● **WHAT YOU SHOULD DO**: All that is needed is a count of the lines in this data that contain the word "kitchen".

● **DATA FOR THE TASK**:
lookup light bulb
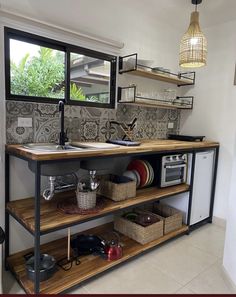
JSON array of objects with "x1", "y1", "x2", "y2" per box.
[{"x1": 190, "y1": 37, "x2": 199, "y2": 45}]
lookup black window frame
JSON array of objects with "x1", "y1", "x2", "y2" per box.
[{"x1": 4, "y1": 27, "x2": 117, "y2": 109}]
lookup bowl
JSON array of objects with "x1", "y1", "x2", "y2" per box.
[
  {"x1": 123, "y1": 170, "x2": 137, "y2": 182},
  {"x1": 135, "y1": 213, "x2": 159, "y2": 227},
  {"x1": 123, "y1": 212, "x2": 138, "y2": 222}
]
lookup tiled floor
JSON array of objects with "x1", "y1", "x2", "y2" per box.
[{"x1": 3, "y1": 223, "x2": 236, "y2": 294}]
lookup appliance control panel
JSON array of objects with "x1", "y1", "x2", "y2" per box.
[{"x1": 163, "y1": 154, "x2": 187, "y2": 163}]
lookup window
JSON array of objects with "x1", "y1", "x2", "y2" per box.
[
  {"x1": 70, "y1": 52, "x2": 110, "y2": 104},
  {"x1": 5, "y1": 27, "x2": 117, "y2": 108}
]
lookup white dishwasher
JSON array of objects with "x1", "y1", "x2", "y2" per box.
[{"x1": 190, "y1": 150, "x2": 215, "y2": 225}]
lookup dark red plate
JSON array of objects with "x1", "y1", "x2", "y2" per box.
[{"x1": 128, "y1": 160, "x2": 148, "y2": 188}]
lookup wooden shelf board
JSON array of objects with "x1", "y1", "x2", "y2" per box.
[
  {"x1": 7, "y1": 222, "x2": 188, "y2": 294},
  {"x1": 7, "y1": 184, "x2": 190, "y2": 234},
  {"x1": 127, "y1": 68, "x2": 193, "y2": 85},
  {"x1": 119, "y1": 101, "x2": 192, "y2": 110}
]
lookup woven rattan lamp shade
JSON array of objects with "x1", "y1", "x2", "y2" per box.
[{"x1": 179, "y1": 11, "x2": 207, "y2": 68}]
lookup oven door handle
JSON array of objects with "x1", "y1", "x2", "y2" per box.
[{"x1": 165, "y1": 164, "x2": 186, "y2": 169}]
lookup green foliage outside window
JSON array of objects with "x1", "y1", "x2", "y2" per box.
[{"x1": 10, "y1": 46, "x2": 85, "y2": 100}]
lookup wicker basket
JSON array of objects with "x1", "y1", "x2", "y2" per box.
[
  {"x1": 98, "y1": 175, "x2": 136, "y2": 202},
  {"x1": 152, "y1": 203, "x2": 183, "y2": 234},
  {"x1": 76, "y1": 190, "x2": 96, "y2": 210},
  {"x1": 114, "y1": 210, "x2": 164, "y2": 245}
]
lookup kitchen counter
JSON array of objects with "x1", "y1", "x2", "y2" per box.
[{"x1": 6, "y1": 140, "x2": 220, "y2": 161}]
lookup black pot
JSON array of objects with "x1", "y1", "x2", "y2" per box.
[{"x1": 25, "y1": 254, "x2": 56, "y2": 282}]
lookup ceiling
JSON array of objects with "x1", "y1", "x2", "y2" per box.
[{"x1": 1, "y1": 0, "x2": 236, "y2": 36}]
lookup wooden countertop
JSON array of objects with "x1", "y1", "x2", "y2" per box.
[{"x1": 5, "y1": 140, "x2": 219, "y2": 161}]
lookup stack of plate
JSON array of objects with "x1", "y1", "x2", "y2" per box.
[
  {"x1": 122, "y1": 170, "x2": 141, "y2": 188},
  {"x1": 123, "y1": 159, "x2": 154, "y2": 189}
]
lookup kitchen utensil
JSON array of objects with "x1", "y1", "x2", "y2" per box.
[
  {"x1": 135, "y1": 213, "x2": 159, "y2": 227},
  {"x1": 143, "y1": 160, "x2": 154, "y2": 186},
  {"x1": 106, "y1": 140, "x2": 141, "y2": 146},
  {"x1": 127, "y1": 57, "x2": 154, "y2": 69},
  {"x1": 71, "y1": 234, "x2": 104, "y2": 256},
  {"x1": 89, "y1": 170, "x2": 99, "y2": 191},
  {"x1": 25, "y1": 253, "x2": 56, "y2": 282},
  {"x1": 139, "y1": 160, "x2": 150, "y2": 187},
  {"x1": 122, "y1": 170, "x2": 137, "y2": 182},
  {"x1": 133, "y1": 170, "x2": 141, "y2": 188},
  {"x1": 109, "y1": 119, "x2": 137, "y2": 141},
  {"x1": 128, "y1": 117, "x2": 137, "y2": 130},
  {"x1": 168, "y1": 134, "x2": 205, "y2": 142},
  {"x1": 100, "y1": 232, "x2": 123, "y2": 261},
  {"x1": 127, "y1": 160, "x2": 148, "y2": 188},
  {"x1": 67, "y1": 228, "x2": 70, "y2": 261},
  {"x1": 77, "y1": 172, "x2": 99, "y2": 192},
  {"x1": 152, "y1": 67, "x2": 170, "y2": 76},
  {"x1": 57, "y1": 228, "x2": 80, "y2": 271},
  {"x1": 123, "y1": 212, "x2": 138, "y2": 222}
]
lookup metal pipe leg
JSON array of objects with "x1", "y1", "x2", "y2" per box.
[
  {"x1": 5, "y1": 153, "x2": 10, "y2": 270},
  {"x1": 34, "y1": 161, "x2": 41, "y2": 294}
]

● **ANSWER FOR THIS EXERCISE**: 2